» **The data**:
***

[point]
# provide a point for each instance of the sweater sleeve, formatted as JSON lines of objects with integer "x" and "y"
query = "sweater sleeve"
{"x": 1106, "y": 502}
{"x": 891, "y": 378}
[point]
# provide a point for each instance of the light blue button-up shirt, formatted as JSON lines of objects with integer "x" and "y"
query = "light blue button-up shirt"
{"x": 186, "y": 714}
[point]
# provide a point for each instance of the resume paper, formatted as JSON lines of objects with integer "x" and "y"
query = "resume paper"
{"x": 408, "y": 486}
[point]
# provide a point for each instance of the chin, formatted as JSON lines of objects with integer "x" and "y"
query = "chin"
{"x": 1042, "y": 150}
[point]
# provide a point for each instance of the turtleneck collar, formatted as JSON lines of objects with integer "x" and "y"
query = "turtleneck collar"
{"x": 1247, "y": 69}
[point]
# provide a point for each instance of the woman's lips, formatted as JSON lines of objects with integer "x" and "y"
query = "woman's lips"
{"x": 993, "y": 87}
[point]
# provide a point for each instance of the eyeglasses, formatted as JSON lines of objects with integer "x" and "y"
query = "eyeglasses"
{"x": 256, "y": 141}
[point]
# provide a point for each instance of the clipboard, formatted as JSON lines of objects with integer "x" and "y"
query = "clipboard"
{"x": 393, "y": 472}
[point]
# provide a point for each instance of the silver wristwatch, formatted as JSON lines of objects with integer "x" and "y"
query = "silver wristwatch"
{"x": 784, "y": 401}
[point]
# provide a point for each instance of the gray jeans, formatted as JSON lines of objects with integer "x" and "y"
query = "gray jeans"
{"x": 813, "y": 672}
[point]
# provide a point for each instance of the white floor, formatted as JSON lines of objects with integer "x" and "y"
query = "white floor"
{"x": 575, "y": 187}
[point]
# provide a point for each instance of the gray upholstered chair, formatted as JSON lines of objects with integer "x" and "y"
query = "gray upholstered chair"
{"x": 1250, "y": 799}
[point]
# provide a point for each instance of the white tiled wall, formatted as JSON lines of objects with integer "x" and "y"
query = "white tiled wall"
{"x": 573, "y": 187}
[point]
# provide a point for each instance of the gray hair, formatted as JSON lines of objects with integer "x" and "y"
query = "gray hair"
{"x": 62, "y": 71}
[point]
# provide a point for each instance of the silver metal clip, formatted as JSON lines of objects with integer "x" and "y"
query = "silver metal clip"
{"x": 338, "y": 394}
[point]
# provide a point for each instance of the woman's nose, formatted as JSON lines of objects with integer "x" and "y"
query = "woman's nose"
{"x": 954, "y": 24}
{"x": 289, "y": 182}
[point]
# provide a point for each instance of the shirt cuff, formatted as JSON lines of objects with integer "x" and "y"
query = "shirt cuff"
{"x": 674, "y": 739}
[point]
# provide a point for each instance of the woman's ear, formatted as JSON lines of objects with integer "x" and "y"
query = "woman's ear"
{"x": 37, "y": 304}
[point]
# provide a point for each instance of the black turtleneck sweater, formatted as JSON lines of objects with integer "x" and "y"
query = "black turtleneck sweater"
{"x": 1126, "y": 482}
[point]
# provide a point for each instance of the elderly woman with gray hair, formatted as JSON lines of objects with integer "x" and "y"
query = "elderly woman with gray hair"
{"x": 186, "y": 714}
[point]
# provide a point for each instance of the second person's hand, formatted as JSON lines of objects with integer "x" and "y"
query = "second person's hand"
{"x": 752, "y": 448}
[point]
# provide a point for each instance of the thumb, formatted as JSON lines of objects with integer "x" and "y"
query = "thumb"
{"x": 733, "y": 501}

***

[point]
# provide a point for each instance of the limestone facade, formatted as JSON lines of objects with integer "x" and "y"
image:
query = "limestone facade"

***

» **Task requirements**:
How many lines in the listing contain the string "second"? Reply with the number alone.

» **Answer below**:
2